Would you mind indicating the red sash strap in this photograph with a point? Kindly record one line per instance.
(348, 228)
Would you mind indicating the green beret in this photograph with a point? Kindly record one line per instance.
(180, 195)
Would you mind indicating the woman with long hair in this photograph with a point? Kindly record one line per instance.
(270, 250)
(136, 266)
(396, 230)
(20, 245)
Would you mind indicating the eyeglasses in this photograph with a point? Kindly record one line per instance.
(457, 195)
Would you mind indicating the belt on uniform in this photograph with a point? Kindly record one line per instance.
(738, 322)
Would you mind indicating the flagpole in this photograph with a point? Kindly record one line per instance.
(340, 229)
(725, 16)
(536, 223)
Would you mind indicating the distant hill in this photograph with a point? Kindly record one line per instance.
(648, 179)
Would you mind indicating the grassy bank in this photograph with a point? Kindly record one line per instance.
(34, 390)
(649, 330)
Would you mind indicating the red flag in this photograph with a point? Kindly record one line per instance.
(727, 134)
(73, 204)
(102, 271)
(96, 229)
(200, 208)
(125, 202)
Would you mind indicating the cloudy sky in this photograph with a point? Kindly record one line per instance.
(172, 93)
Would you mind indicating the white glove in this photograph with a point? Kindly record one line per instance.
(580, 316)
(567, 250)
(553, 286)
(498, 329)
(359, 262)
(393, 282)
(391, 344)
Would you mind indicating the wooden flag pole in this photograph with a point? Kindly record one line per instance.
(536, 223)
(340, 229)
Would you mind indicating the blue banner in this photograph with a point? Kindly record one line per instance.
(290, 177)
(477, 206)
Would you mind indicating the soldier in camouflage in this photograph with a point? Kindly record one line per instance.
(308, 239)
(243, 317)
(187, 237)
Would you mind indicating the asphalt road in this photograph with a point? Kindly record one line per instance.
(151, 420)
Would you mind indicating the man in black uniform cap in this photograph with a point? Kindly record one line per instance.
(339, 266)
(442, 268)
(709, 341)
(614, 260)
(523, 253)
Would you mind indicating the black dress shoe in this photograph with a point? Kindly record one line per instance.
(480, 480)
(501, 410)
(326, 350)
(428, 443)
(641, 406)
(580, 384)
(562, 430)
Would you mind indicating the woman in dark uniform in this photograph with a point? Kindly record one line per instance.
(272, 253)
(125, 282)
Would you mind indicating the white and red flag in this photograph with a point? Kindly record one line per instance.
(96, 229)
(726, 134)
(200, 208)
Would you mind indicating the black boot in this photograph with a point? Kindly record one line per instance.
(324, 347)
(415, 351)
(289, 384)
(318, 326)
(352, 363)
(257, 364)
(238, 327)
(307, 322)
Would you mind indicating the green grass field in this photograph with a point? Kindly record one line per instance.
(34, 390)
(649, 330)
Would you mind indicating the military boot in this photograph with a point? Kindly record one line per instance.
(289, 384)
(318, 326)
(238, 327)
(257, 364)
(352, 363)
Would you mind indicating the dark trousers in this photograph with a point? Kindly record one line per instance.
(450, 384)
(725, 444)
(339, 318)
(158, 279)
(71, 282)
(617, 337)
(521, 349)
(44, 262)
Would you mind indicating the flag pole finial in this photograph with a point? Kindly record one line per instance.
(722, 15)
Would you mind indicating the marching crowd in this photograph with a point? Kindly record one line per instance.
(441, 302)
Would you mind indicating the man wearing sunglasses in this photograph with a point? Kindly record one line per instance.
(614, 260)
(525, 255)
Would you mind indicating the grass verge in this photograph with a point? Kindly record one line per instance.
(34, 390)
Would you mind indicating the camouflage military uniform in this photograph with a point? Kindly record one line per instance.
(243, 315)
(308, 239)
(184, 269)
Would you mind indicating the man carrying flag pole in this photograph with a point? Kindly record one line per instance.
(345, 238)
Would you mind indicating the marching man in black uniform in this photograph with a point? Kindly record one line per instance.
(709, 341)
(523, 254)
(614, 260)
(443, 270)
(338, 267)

==

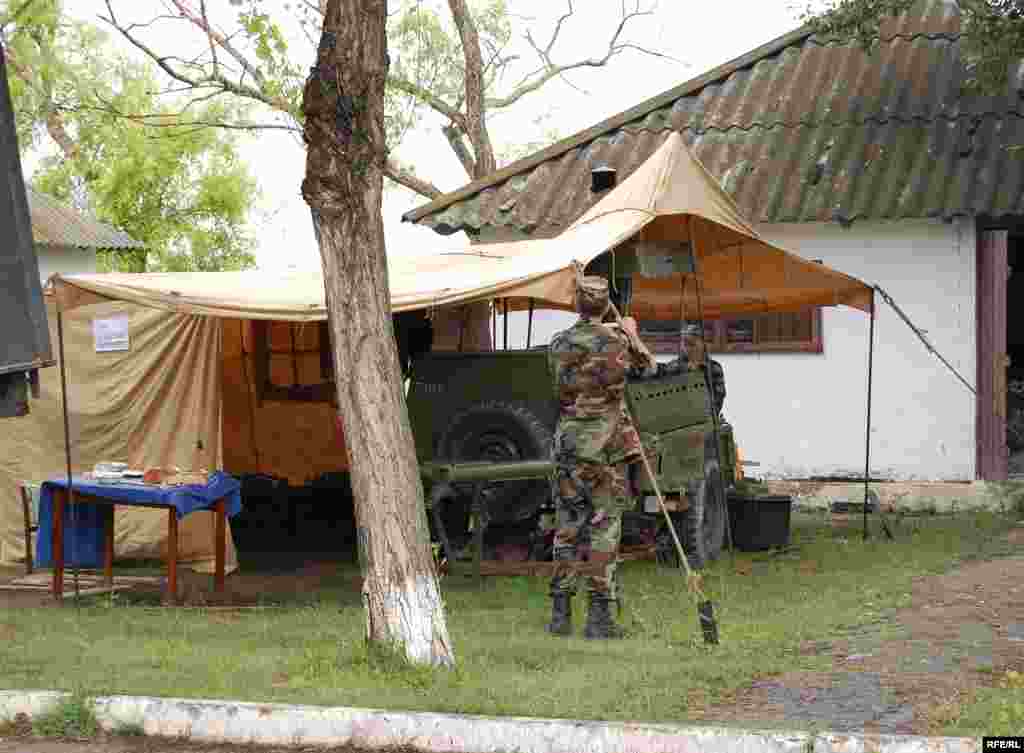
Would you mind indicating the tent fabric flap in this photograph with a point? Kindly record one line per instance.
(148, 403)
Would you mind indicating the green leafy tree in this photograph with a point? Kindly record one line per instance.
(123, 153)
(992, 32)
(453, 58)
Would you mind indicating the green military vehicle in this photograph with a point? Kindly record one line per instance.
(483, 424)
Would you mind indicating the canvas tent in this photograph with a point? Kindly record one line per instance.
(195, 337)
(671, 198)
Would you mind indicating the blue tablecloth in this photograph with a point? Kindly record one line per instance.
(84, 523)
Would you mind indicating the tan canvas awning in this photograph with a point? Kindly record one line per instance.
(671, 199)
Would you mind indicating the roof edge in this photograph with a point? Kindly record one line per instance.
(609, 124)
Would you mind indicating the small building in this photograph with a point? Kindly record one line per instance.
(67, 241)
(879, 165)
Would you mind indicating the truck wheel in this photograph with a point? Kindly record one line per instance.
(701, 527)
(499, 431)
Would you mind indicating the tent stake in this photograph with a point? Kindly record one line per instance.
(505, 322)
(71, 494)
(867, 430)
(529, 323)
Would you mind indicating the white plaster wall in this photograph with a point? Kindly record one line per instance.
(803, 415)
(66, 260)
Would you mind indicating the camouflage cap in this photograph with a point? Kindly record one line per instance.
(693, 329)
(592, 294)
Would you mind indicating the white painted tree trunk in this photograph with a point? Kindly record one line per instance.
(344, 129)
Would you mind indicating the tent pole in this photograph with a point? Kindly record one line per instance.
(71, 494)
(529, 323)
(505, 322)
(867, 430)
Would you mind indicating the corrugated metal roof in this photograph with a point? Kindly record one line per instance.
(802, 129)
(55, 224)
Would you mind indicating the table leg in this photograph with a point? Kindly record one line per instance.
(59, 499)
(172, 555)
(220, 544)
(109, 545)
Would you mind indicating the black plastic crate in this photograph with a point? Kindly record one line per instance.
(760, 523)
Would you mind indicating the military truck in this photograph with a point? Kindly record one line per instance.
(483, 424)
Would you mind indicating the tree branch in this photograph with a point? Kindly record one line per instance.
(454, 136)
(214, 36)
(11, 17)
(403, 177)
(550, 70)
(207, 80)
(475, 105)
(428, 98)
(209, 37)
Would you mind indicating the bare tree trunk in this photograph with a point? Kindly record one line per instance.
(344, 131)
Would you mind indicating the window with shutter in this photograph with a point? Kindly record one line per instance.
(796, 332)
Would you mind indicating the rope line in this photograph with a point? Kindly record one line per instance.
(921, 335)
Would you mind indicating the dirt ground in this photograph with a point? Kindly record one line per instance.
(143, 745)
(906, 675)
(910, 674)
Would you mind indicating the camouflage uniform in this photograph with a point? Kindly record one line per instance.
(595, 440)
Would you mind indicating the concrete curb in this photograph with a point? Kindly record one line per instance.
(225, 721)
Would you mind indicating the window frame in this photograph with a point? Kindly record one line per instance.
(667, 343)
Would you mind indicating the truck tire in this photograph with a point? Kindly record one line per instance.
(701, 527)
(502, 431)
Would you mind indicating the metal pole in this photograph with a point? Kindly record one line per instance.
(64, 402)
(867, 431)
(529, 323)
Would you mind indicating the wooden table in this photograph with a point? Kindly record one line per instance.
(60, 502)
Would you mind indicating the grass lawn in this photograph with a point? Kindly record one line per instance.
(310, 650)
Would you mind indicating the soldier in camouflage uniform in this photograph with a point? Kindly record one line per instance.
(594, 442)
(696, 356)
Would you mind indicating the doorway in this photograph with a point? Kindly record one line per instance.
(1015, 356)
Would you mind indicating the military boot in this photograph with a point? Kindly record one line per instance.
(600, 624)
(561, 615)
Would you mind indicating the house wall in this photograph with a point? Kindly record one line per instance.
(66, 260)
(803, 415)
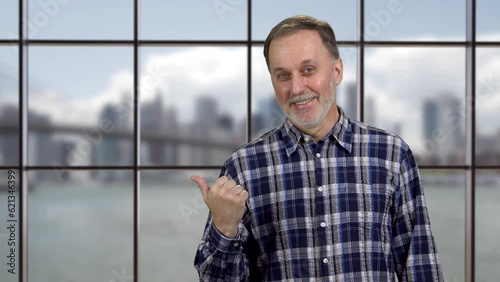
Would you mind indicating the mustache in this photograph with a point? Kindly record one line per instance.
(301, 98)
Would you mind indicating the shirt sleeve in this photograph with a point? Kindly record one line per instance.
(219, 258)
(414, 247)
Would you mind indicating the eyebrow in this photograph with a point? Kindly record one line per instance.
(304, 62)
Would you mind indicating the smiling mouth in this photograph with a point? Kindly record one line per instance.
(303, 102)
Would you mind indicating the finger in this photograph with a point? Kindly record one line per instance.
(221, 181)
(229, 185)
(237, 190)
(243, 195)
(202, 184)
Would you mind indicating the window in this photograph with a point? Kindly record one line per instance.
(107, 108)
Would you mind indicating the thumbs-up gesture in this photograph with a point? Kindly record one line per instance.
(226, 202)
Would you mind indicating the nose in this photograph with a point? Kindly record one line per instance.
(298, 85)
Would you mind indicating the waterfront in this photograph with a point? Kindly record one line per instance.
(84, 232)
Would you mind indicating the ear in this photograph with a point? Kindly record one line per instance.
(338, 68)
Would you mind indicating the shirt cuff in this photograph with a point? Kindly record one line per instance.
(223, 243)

...

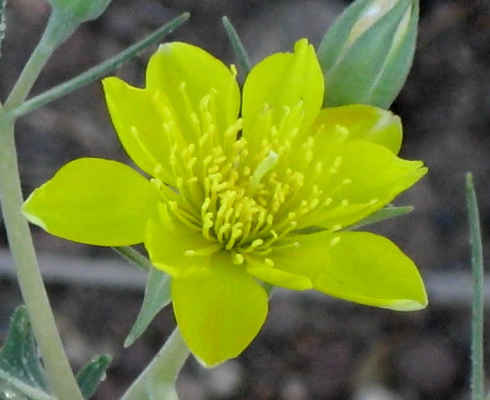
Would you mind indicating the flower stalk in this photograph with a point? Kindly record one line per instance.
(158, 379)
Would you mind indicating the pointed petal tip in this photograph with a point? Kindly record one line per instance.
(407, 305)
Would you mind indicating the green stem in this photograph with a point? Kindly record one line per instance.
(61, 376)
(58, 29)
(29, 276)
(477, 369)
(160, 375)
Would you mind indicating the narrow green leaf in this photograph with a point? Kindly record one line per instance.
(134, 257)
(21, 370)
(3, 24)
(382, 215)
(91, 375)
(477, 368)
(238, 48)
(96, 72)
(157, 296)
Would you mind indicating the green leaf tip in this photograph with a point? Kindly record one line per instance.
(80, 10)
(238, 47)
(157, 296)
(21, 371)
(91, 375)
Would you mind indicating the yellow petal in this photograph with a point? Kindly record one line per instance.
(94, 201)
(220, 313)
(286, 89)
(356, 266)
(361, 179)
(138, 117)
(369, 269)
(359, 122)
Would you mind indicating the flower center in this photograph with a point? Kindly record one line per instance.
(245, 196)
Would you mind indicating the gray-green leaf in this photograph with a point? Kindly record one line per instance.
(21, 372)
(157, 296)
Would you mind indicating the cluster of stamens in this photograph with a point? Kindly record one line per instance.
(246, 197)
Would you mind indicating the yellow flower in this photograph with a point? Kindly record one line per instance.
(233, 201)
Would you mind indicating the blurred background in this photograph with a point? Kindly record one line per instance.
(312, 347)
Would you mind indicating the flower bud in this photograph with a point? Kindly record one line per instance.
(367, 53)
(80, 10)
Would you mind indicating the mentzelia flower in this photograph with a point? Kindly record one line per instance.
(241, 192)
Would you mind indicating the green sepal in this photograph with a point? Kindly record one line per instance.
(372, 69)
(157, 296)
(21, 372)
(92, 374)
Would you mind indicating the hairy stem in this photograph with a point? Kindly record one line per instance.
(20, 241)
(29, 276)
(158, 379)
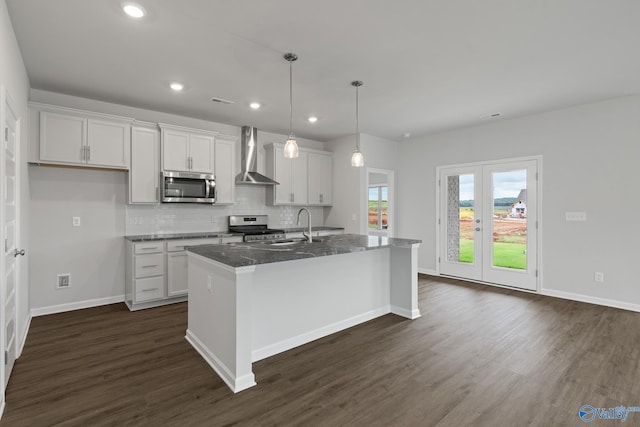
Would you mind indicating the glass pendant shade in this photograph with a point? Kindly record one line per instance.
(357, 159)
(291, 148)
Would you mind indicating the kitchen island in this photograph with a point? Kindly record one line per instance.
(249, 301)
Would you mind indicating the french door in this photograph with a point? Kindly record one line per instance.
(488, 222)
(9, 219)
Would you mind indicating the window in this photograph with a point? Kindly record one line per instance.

▸ Job
Pick out every line of the material above that contains the word "truck", and copy each one.

▸ Answer to the problem
Would you mind indicating the truck wheel in this photograph with a point? Kindly record one line per instance.
Would you mind indicating the military truck in this photograph with a point? Kindly record one line per instance.
Would you mind indicating the truck tire in this photograph with a point? Kindly record one line per instance.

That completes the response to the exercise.